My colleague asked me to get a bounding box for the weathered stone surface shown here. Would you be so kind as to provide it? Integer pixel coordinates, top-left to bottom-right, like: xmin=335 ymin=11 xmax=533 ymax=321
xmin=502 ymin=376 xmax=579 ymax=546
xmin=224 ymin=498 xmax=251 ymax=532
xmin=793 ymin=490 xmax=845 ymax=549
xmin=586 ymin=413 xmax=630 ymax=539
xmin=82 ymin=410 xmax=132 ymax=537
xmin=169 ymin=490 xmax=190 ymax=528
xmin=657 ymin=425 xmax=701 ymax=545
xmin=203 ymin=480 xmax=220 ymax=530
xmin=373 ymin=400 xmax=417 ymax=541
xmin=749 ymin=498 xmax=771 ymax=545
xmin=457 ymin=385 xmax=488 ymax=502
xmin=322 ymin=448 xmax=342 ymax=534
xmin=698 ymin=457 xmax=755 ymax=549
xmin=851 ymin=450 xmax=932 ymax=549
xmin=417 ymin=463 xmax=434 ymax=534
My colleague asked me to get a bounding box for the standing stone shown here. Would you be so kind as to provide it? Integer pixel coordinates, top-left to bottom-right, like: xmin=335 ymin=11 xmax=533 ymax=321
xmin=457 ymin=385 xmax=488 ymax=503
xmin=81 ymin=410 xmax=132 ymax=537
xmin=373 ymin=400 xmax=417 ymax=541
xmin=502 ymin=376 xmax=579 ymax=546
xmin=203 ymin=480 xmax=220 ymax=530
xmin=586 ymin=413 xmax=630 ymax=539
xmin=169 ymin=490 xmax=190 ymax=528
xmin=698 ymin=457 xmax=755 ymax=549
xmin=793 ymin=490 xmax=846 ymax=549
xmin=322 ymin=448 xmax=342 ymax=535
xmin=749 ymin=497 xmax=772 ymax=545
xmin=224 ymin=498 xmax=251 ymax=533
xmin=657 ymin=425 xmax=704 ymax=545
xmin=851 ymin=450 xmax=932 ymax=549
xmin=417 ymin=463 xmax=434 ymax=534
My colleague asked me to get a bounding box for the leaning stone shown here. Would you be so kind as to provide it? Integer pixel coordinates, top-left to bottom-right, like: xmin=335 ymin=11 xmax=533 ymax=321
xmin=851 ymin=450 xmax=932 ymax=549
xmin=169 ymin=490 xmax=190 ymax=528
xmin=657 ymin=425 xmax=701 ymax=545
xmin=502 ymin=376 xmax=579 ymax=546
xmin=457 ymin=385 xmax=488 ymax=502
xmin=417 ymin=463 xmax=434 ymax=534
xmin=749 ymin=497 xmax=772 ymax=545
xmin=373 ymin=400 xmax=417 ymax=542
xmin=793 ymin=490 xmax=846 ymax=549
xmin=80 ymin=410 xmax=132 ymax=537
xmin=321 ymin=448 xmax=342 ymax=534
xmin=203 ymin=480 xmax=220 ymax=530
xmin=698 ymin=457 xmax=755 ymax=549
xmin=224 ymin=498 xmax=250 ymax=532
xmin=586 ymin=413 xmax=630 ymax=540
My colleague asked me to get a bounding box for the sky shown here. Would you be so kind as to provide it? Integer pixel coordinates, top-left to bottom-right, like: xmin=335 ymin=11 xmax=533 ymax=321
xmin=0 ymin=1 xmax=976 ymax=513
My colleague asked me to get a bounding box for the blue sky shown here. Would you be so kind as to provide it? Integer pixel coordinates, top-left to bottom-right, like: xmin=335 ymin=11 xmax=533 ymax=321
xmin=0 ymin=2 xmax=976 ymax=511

EXERCISE INSTRUCTIONS:
Please rewrite the material above, changing every "bounding box" to "bounding rectangle" and leaving everything else the same.

OUTPUT OF THE TASK:
My colleague asked me to get a bounding rectangle for the weathered stone surface shown here. Would you be so kind as to provide it? Integer pixel coordinates, top-left to bottom-right, like: xmin=335 ymin=11 xmax=533 ymax=321
xmin=502 ymin=376 xmax=579 ymax=546
xmin=224 ymin=498 xmax=251 ymax=532
xmin=793 ymin=490 xmax=845 ymax=549
xmin=586 ymin=413 xmax=630 ymax=539
xmin=82 ymin=410 xmax=132 ymax=537
xmin=169 ymin=490 xmax=190 ymax=528
xmin=657 ymin=425 xmax=701 ymax=545
xmin=203 ymin=480 xmax=220 ymax=530
xmin=373 ymin=400 xmax=417 ymax=541
xmin=749 ymin=498 xmax=771 ymax=545
xmin=457 ymin=385 xmax=488 ymax=502
xmin=322 ymin=448 xmax=342 ymax=534
xmin=698 ymin=457 xmax=755 ymax=549
xmin=851 ymin=450 xmax=932 ymax=549
xmin=417 ymin=463 xmax=434 ymax=534
My colleague asked me to get a bounding rectangle for the standing stone shown here. Would you be so kind as to provide it? Integer pixel coordinates, top-left to bottom-right, like: xmin=335 ymin=11 xmax=533 ymax=321
xmin=457 ymin=385 xmax=488 ymax=503
xmin=81 ymin=410 xmax=132 ymax=537
xmin=373 ymin=400 xmax=417 ymax=541
xmin=502 ymin=376 xmax=579 ymax=546
xmin=203 ymin=480 xmax=220 ymax=530
xmin=586 ymin=413 xmax=630 ymax=539
xmin=169 ymin=490 xmax=190 ymax=528
xmin=698 ymin=457 xmax=755 ymax=549
xmin=793 ymin=490 xmax=846 ymax=549
xmin=322 ymin=448 xmax=342 ymax=535
xmin=749 ymin=497 xmax=772 ymax=545
xmin=224 ymin=498 xmax=251 ymax=533
xmin=657 ymin=425 xmax=704 ymax=545
xmin=851 ymin=450 xmax=932 ymax=549
xmin=417 ymin=463 xmax=434 ymax=534
My colleague asked me to get a bounding rectangle for the leaning stone shown here. Would you be so kind as to provide it? Integer pixel coordinates, top-left to bottom-right, like: xmin=335 ymin=11 xmax=533 ymax=321
xmin=851 ymin=450 xmax=932 ymax=549
xmin=169 ymin=490 xmax=190 ymax=528
xmin=657 ymin=425 xmax=701 ymax=545
xmin=502 ymin=376 xmax=579 ymax=546
xmin=457 ymin=385 xmax=488 ymax=502
xmin=417 ymin=463 xmax=434 ymax=534
xmin=749 ymin=497 xmax=772 ymax=545
xmin=373 ymin=400 xmax=417 ymax=542
xmin=793 ymin=490 xmax=846 ymax=549
xmin=80 ymin=410 xmax=132 ymax=537
xmin=321 ymin=448 xmax=342 ymax=534
xmin=203 ymin=480 xmax=220 ymax=530
xmin=698 ymin=457 xmax=755 ymax=549
xmin=224 ymin=498 xmax=250 ymax=532
xmin=586 ymin=413 xmax=630 ymax=540
My colleague asked me to get a bounding rectangle for the sky shown here. Would you be so kind as to provide it? Integer pixel coordinates, top-left to bottom-right, like: xmin=335 ymin=11 xmax=533 ymax=321
xmin=0 ymin=1 xmax=976 ymax=513
My colleague asked me to get a bounding rectangle for the blue sky shown here. Would you be so kind as to provide it? Integer pixel coordinates, top-left to bottom-right, like: xmin=335 ymin=11 xmax=533 ymax=321
xmin=0 ymin=2 xmax=976 ymax=511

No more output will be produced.